> What to work on:
Which lines of the records below contain the word "field"? Copy out each such line in full.

> Excerpted records:
┏━━
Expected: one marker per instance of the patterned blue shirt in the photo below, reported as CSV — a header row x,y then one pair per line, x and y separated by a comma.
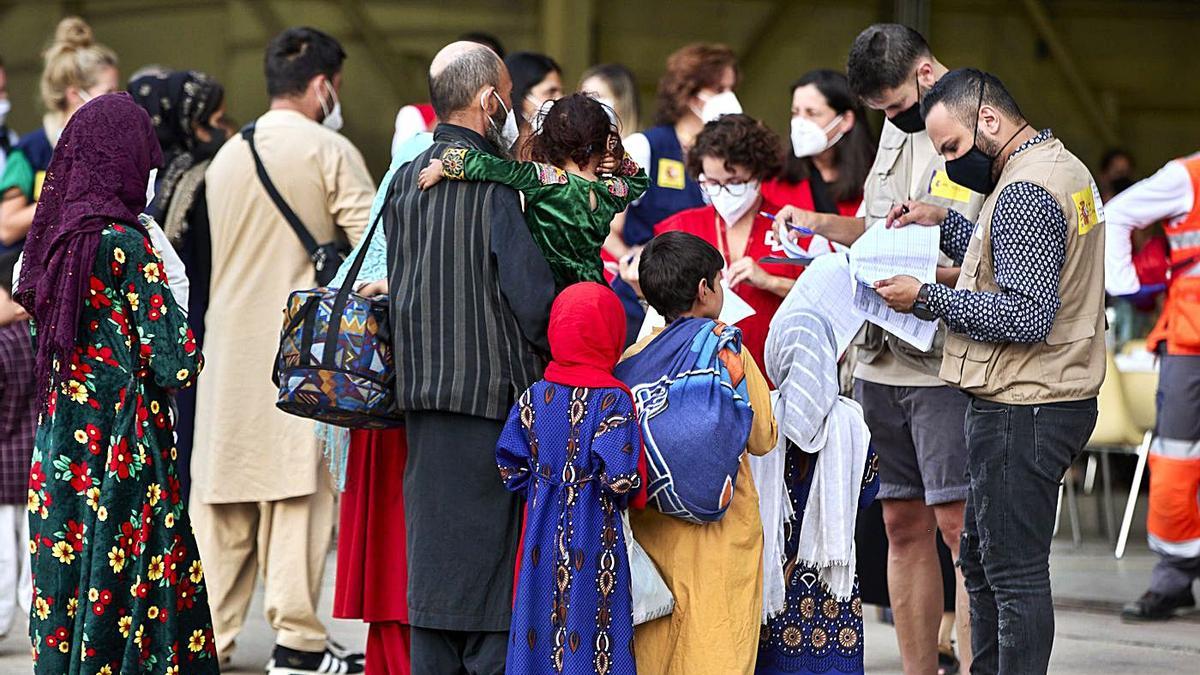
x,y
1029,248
┗━━
┏━━
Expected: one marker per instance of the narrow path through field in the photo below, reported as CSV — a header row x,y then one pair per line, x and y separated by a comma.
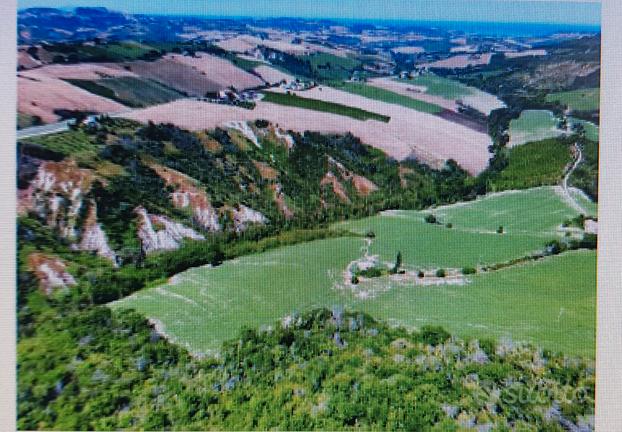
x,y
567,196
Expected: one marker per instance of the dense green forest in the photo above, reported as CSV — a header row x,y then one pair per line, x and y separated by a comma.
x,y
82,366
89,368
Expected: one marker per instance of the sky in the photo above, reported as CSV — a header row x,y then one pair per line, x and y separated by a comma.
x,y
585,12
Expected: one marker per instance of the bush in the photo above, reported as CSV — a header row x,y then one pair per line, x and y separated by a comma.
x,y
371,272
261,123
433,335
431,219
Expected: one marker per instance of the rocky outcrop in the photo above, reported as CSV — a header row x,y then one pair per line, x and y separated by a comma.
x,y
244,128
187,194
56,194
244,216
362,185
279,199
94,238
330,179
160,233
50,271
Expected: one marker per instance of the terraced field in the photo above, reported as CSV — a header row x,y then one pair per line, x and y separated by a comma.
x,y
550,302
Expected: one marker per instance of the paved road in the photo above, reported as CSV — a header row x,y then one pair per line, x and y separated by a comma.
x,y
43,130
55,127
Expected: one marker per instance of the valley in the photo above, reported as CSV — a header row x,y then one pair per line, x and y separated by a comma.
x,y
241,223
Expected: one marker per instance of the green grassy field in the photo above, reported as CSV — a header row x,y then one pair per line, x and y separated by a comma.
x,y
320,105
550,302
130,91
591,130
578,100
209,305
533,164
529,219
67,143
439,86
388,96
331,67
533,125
┗━━
┏━━
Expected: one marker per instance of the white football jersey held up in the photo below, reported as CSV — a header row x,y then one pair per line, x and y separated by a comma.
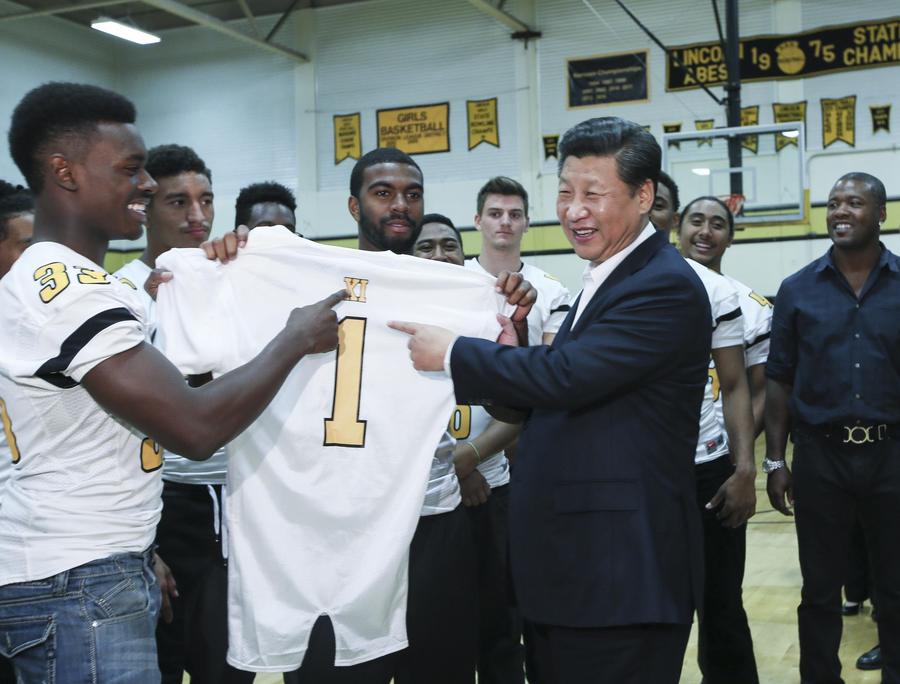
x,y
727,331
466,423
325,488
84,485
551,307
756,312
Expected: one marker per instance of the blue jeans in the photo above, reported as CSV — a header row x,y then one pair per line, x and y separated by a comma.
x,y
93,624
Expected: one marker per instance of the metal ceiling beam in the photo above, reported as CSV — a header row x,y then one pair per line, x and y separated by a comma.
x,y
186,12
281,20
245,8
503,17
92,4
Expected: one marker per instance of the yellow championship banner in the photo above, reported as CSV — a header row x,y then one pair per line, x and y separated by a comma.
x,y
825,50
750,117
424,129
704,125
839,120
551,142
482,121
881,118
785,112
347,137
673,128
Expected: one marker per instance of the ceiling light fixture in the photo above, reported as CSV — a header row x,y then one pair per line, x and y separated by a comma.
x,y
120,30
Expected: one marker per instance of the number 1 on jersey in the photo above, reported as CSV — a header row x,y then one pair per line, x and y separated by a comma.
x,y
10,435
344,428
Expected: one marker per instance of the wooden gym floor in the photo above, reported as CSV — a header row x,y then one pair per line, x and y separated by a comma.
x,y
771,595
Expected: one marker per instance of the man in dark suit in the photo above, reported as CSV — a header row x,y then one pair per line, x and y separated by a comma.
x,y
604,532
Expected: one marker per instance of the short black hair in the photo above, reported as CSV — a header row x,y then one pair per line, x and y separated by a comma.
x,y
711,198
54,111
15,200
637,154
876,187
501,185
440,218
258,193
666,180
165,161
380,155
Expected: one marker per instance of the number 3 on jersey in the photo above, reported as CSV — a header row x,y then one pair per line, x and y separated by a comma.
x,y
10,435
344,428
┗━━
> Solution to this problem:
Expected: one marker per instance of the narrow path through field in the photo below, reported as CSV — a header row x,y then one pair per line, x and y separated by a comma.
Expected: one marker per instance of the terraced field in the photo above, reported as CSV — a header row x,y then one pair per line, x and y separated by a comma.
Expected: one marker per instance of the green grassy field in the photo above, reported as CSV — a header row x,y then one pair per line, x and y separated by a comma.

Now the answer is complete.